Check your understanding:
(1) Rewrite the excerpt about the film Mumford starting with "While the film" and going on through "from Sesame Street.", putting "loyal following" in place of "cult following".
(2) Please add the next part of the excerpt about the film Mumford, picking up after its last sentence.

Page excerpt:
○ ○ ○ ○ ○

Dr. Mumford: Ph.D. in psychology.
Mrs. Crisp: Oh. Not a real doctor.

Mumford is a 1999 comedy-drama film written and directed by Lawrence Kasdan.

Dr. Mumford (Loren Dean) is a psychologist who lives in the small town of Mumford. He has a thriving practice with a number of patients, including a woman addicted to shopping (Mary McDonnell), a high school girl with an eating disorder (Zooey Deschanel), a drug store owner with a perverse fantasy life (Pruitt Taylor Vince), and a billionaire software developer who simply wants Mumford to be friends with him (Jason Lee). One day, Dr. Mumford gets a visit from Sofie Crisp (Hope Davis), a woman who's suffering from Chronic Fatigue Syndrome. He and Sofie soon develop feelings for one another, which of course, is against all professional ethics for psychologists. Except that Dr. Mumford isn't really a psychologist...

While the film received good reviews, it wasn't a big hit upon release, but has since gained somewhat of a cult following. Not to be confused with Mumford & Sons, or The Amazing Mumford from Sesame Street.

This film contains examples of the following:

  • As Himself: Robert Stack appears as himself, hosting a segment of Unsolved Mysteries dealing with Mumford's real identity.
  • Bunny-Ears Lawyer: Skip is a bit...eccentric, but he's also a brilliant scientist and a Benevolent Boss.
  • Conveniently Unverifiable Cover Story: All of the people who "taught" or supervised Dr. Mumford are dead, which makes Dr. Sheeler suspicious.
  • Deadpan Snarker: Dr. Mumford can be this at times, as can Sofie, but Lily and Nessa are especially this way.
  • Dime Novel: Henry's fantasy life and dreams seem to come out of these.
  • Epiphany Therapy: Played straight with Althea and Henry, but averted with Sofie and Skip. Then again, considering Mumford isn't really a psychologist...
    • Also, in Althea's case, she's the one who comes up with the epiphany. Generally speaking, Mumford's method, except for Sofie to an extent, is "Heal thyself" (though not in those words).
  • Foreshadowing: When Althea asks if Mumford has any skeletons in his closet, Mumford admits, "A few." Also, when her husband asks if Mumford knows anything about addiction, he replies, "A little."

○ ○ ○ ○ ○

Saved entries
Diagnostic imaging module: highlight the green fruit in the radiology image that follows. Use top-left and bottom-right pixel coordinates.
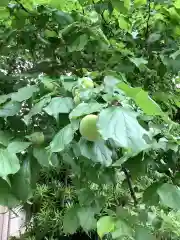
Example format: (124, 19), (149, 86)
(43, 81), (56, 92)
(82, 77), (94, 88)
(79, 114), (100, 142)
(74, 95), (81, 105)
(72, 87), (79, 97)
(27, 132), (45, 145)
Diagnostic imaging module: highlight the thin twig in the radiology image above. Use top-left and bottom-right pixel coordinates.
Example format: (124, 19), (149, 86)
(122, 167), (138, 206)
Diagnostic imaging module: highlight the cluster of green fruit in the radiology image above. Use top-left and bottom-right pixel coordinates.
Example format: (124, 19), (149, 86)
(73, 77), (100, 141)
(73, 77), (94, 105)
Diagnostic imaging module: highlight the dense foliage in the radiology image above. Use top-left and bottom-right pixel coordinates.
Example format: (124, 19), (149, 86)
(0, 0), (180, 240)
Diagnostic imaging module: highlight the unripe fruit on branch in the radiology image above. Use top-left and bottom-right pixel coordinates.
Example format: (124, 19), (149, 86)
(81, 77), (94, 88)
(26, 132), (45, 145)
(74, 95), (81, 105)
(79, 114), (100, 142)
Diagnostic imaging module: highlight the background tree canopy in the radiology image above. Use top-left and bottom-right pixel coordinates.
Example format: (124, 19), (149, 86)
(0, 0), (180, 240)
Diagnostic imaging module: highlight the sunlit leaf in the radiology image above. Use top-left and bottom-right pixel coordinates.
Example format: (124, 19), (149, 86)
(117, 83), (163, 115)
(97, 107), (148, 152)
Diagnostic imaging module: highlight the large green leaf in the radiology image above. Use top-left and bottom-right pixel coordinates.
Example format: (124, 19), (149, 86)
(0, 178), (19, 208)
(77, 207), (96, 232)
(134, 0), (147, 6)
(111, 0), (127, 13)
(97, 107), (148, 153)
(79, 138), (112, 166)
(143, 181), (162, 205)
(44, 97), (73, 119)
(0, 101), (21, 117)
(63, 206), (80, 234)
(11, 86), (38, 102)
(11, 159), (32, 202)
(97, 216), (115, 239)
(157, 183), (180, 210)
(24, 96), (51, 125)
(0, 149), (20, 178)
(33, 147), (58, 167)
(117, 83), (163, 115)
(7, 141), (31, 153)
(0, 0), (9, 7)
(135, 226), (155, 240)
(0, 95), (10, 104)
(69, 102), (103, 118)
(129, 58), (148, 69)
(50, 124), (74, 152)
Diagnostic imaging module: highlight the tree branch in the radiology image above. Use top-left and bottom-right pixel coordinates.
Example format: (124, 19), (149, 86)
(122, 167), (138, 206)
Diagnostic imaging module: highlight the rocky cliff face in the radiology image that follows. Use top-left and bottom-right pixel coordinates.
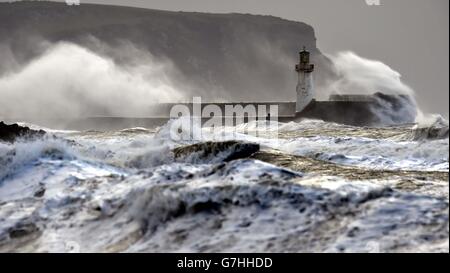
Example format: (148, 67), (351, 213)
(0, 1), (332, 101)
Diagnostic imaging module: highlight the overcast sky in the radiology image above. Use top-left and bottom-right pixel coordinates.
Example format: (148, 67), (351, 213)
(0, 0), (449, 117)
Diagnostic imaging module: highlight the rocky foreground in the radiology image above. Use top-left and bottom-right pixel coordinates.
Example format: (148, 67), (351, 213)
(0, 121), (45, 143)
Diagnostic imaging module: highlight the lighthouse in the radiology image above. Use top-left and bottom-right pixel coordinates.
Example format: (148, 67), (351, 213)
(295, 47), (314, 113)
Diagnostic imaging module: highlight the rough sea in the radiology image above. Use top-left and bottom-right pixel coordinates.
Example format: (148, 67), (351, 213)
(0, 120), (449, 253)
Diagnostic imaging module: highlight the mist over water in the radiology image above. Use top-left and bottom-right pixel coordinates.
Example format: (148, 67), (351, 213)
(0, 39), (440, 125)
(0, 42), (182, 118)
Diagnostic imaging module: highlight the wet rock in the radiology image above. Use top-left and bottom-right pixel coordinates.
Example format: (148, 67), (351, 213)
(173, 141), (260, 162)
(0, 122), (45, 142)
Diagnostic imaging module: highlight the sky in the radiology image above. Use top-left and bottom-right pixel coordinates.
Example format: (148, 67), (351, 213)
(0, 0), (449, 118)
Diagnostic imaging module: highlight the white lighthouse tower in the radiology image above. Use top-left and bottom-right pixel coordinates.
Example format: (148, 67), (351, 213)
(295, 47), (314, 113)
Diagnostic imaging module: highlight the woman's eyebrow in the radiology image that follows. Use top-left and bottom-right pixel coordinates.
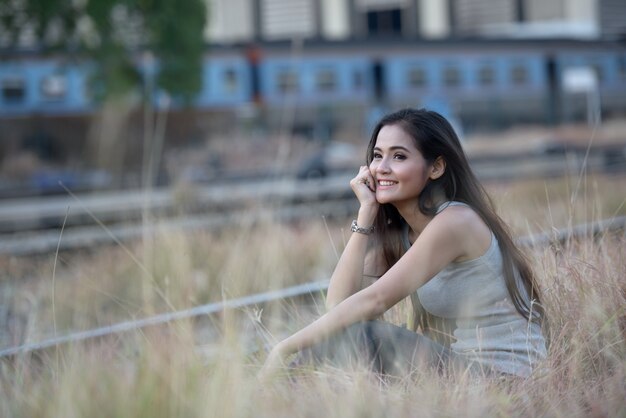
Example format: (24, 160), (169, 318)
(374, 145), (409, 152)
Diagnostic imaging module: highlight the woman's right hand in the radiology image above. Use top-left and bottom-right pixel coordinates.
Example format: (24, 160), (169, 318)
(350, 165), (378, 211)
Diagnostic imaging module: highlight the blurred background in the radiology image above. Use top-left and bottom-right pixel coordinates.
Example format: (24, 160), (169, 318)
(0, 4), (626, 417)
(0, 0), (626, 198)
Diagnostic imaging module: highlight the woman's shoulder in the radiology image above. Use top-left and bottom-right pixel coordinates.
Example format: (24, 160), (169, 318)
(433, 202), (492, 261)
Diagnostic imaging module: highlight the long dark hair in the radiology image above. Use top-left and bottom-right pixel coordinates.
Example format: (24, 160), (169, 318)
(367, 109), (544, 331)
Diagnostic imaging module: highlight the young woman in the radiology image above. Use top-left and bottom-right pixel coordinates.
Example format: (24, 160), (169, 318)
(261, 109), (546, 376)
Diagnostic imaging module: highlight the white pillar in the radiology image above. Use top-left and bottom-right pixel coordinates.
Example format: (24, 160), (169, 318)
(418, 0), (450, 38)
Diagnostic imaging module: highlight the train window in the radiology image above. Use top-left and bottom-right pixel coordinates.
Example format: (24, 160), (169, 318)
(224, 68), (239, 93)
(478, 65), (496, 86)
(2, 77), (26, 102)
(317, 70), (337, 92)
(352, 70), (365, 90)
(617, 56), (626, 80)
(511, 64), (528, 85)
(277, 70), (298, 93)
(40, 74), (67, 100)
(408, 68), (427, 88)
(443, 66), (461, 87)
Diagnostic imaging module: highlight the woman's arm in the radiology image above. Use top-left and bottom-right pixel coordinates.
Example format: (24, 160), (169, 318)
(264, 211), (471, 373)
(326, 206), (378, 309)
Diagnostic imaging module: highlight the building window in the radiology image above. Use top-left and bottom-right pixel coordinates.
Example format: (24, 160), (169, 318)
(224, 68), (239, 93)
(591, 64), (604, 84)
(511, 64), (528, 86)
(367, 9), (402, 36)
(478, 65), (496, 86)
(2, 77), (26, 102)
(408, 68), (427, 89)
(40, 74), (67, 100)
(317, 70), (337, 92)
(278, 70), (298, 94)
(443, 66), (461, 87)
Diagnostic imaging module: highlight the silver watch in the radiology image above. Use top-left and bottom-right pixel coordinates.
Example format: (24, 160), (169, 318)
(350, 219), (374, 235)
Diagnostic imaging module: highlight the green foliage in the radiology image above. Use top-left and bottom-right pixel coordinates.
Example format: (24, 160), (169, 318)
(0, 0), (206, 100)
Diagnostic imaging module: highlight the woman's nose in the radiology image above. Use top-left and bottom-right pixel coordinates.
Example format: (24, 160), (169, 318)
(376, 158), (389, 173)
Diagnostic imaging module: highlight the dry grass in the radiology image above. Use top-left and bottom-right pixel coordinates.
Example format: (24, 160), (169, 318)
(0, 171), (626, 418)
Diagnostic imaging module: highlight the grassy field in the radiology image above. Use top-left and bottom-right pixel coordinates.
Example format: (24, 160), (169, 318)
(0, 171), (626, 417)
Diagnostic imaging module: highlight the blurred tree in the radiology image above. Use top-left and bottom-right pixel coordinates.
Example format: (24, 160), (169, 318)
(0, 0), (206, 99)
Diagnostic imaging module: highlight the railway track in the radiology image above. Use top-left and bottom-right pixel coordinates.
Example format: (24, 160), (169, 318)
(0, 145), (626, 256)
(0, 216), (626, 358)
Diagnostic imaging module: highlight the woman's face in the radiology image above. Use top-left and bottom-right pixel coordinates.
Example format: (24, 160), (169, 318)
(369, 125), (432, 207)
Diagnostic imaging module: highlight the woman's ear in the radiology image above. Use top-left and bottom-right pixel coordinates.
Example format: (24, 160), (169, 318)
(428, 156), (446, 180)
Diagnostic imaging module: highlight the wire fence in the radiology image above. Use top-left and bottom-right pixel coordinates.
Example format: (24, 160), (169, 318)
(0, 216), (626, 358)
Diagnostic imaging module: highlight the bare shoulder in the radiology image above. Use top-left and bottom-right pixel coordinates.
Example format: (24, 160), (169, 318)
(431, 206), (491, 261)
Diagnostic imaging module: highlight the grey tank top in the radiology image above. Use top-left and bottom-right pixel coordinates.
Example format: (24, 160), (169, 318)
(403, 201), (546, 377)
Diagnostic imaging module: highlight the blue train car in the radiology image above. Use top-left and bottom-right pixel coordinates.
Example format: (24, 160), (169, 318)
(0, 40), (626, 131)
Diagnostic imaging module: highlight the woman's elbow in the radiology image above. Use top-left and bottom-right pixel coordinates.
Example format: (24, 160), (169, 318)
(362, 291), (389, 321)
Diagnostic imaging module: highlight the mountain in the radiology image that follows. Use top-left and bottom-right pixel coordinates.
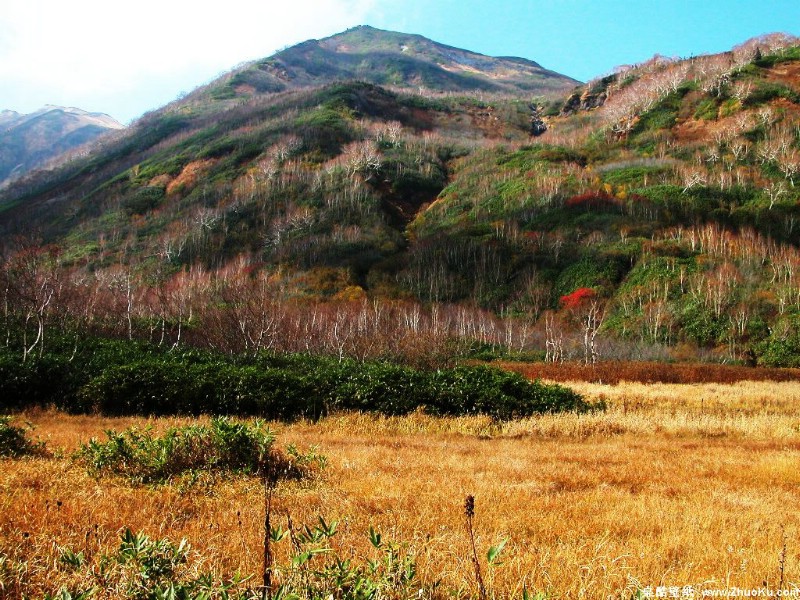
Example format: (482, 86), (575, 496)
(0, 28), (800, 365)
(0, 105), (123, 186)
(209, 26), (579, 95)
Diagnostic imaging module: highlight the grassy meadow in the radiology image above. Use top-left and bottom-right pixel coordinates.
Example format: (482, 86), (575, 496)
(0, 382), (800, 599)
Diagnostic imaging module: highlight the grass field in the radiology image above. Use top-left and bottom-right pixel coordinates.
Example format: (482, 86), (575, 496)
(0, 382), (800, 599)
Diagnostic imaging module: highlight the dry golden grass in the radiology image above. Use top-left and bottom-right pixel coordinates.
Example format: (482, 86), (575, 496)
(0, 382), (800, 599)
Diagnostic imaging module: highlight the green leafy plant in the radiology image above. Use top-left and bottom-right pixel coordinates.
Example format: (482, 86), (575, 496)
(0, 417), (45, 458)
(75, 418), (308, 484)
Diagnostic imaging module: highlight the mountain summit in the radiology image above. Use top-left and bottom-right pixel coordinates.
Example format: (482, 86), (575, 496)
(219, 25), (579, 94)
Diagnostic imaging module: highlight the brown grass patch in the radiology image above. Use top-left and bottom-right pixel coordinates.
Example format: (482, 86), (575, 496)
(492, 361), (800, 384)
(0, 383), (800, 598)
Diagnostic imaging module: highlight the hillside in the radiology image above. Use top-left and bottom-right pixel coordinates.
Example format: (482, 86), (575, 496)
(212, 26), (579, 98)
(0, 28), (800, 366)
(0, 106), (123, 187)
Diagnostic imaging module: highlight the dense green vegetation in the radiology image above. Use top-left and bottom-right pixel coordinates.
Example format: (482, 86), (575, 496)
(0, 34), (800, 370)
(0, 332), (592, 422)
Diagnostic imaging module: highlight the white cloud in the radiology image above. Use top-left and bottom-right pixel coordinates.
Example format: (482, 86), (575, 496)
(0, 0), (377, 119)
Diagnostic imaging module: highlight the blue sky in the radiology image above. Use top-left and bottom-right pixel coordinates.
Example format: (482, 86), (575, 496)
(0, 0), (800, 122)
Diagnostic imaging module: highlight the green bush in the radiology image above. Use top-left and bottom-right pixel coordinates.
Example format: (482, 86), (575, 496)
(0, 417), (44, 458)
(50, 528), (250, 600)
(0, 339), (592, 420)
(75, 418), (288, 484)
(428, 367), (602, 419)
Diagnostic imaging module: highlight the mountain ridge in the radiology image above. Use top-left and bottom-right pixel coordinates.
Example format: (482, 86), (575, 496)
(0, 104), (124, 186)
(0, 31), (800, 366)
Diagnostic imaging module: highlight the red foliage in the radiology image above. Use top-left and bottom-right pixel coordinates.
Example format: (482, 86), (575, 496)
(564, 191), (620, 210)
(561, 288), (595, 308)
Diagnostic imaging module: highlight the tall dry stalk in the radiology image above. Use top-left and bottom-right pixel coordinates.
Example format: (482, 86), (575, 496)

○ ○ ○ ○ ○

Answers in order:
(1)
While the film received good reviews, it wasn't a big hit upon release, but has since gained somewhat of a loyal following. Not to be confused with Mumford & Sons, or The Amazing Mumford from Sesame Street.

(2)
  • Good-Times Montage: We see all of Mumford's patients (and friends like Lily) being happy while Bob Seger's "Till it Shines" plays.
  • Here We Go Again!: As Mumford is being driven to prison, the police officer starts talking about his problems with his wife, and it looks like even though Mumford's lost his license, he's still going to continue being a shrink of sorts.
  • Last-Second Word Swap: Lily protests to Mumford there's nothing between her and Skip, saying, "I'm old enough to be his...older sister."
  • May–December Romance: A gender-flipped one develops between Lily and Skip.
  • Mistaken for Gay: When Skip hears Mumford has fallen in love with one of his patients, he asks, "It's not me, is it?"
  • No Name Given: We never find out Mumford's real name.
  • Pet the Dog: Even though Lionel is the one who convinces Dr. Sheeler to investigate Mumford, he's the one who's defending Mumford at his trial, and who assures Mumford he can get his sentence reduced.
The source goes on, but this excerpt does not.